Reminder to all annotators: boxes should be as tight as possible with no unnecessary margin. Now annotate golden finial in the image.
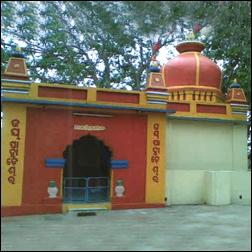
[16,45,22,52]
[186,32,195,41]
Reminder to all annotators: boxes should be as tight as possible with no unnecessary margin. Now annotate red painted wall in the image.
[196,104,226,114]
[22,108,147,208]
[167,103,190,112]
[38,87,87,100]
[96,91,139,104]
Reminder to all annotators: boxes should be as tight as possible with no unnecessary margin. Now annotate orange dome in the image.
[162,41,222,93]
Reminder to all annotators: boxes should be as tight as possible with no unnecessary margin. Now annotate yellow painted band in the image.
[63,203,111,213]
[2,83,30,89]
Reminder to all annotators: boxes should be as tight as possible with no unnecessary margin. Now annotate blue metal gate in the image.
[63,177,110,203]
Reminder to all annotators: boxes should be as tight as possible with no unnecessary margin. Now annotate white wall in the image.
[166,170,206,205]
[166,119,250,205]
[231,171,251,204]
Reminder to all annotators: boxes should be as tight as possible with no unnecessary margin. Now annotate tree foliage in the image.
[184,1,251,102]
[1,1,251,101]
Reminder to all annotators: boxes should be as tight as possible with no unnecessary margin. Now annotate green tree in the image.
[1,1,251,101]
[183,1,251,103]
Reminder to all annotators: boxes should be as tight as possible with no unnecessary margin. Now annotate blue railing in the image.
[63,177,110,203]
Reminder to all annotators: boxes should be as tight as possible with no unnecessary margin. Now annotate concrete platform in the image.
[1,205,251,251]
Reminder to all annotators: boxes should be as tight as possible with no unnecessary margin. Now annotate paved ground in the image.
[1,205,251,251]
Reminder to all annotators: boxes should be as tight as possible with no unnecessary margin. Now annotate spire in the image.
[149,55,161,73]
[226,78,247,107]
[2,45,29,81]
[229,79,241,89]
[145,54,168,105]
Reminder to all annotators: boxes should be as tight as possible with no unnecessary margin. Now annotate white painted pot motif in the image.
[48,180,58,198]
[115,180,125,197]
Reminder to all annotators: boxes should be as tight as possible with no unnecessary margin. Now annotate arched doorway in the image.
[63,134,112,203]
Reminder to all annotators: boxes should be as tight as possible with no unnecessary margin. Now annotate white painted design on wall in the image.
[74,125,106,131]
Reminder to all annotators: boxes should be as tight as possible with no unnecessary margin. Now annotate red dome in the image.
[162,41,222,93]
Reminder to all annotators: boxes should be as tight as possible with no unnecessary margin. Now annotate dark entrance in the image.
[63,135,112,203]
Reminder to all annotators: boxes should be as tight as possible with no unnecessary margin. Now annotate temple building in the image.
[1,40,250,216]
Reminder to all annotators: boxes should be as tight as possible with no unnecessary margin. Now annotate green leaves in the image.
[195,1,251,102]
[1,1,251,101]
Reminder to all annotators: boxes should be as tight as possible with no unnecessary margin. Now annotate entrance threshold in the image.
[63,202,111,213]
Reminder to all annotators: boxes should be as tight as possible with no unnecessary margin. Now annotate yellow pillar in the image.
[1,103,27,206]
[190,101,197,115]
[186,91,194,101]
[179,91,185,101]
[87,87,97,102]
[194,91,200,101]
[173,92,179,101]
[145,113,166,204]
[206,91,212,102]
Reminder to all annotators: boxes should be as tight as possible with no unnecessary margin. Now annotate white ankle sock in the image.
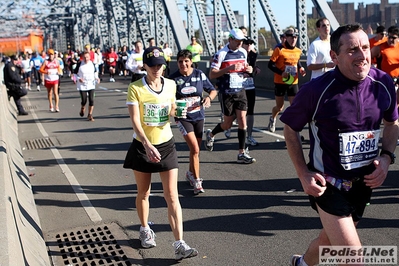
[140,226,150,232]
[173,240,185,248]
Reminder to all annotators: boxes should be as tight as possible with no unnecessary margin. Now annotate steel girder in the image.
[220,0,238,29]
[163,0,190,51]
[94,0,109,48]
[186,0,195,39]
[297,0,308,53]
[130,0,152,46]
[194,0,214,55]
[248,0,258,48]
[258,0,282,45]
[154,0,167,46]
[213,0,223,49]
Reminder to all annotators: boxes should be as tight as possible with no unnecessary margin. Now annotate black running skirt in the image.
[123,137,178,173]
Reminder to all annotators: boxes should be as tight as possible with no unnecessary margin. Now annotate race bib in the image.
[122,56,128,60]
[243,77,255,89]
[183,96,201,113]
[143,102,170,126]
[339,129,380,170]
[226,73,245,93]
[285,65,297,76]
[109,58,115,63]
[48,69,58,75]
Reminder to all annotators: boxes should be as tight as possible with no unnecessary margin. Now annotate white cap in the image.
[229,28,246,40]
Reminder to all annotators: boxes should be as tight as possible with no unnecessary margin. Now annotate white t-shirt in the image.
[307,37,334,79]
[21,59,32,72]
[76,61,98,91]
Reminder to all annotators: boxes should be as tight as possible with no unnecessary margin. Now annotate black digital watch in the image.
[380,149,396,164]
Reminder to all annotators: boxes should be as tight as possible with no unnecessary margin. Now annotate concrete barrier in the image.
[0,64,50,266]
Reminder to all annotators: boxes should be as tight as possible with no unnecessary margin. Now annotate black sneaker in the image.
[18,111,28,116]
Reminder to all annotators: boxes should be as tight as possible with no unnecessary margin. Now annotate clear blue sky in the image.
[215,0,399,30]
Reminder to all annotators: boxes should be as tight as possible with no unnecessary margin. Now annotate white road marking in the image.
[25,97,103,223]
[98,86,127,94]
[253,128,285,139]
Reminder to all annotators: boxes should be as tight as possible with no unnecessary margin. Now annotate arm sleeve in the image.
[268,59,283,75]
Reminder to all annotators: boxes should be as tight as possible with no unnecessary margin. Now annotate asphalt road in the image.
[17,76,399,266]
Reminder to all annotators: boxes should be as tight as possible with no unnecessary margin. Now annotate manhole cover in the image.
[46,223,142,266]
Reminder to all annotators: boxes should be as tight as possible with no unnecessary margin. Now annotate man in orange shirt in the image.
[371,26,399,78]
[369,25,387,68]
[371,25,399,117]
[267,28,306,132]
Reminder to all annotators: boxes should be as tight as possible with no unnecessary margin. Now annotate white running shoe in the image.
[268,116,276,132]
[110,78,115,82]
[139,228,156,248]
[237,148,256,164]
[193,178,204,195]
[37,85,41,91]
[174,241,198,260]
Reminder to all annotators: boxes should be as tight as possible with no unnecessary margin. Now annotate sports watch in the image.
[380,149,396,164]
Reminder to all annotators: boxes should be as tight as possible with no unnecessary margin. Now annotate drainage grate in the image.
[24,105,38,110]
[46,223,141,266]
[25,137,55,150]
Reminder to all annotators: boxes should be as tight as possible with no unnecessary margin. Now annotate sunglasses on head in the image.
[285,34,298,38]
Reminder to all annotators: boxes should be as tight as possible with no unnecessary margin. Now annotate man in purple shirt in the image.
[281,24,398,266]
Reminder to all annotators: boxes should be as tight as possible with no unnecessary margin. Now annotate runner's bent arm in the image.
[284,124,326,197]
[209,65,234,79]
[364,120,399,189]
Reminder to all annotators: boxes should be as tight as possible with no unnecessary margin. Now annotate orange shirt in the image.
[380,42,399,78]
[369,36,387,48]
[369,36,387,64]
[270,44,302,84]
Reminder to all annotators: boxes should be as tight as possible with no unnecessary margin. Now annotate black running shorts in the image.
[123,137,178,173]
[274,83,298,97]
[176,119,204,139]
[219,89,247,117]
[309,179,372,222]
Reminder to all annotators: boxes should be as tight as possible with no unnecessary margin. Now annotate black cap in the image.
[243,37,255,45]
[10,55,18,61]
[143,46,166,67]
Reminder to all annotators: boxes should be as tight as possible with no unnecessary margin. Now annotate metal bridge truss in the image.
[297,0,308,53]
[2,0,339,55]
[194,0,215,55]
[258,0,283,47]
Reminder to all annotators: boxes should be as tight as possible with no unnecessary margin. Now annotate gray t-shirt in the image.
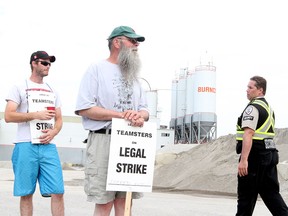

_ _ _ _ _ _ _

The lines wanted run from the line containing "black cap in the image." through the end of the entries; return them exactly, both ends included, and keep pictures out.

Reminder to all annotators: boxes should be as tight as possible with no unnecessary margin. Now annotate black cap in the image.
[243,37,255,45]
[10,55,18,61]
[143,46,166,67]
Reminder to all annotators: boxes should be as tight as possible with no unnecessary margin. Now annotate metal bridge truss in the image.
[297,0,308,53]
[2,0,339,55]
[194,0,215,55]
[258,0,283,47]
Reminder to all annotators: boxes should be as tight as possible with no unnecessary margin. Now annotate gray t-shirt in the image.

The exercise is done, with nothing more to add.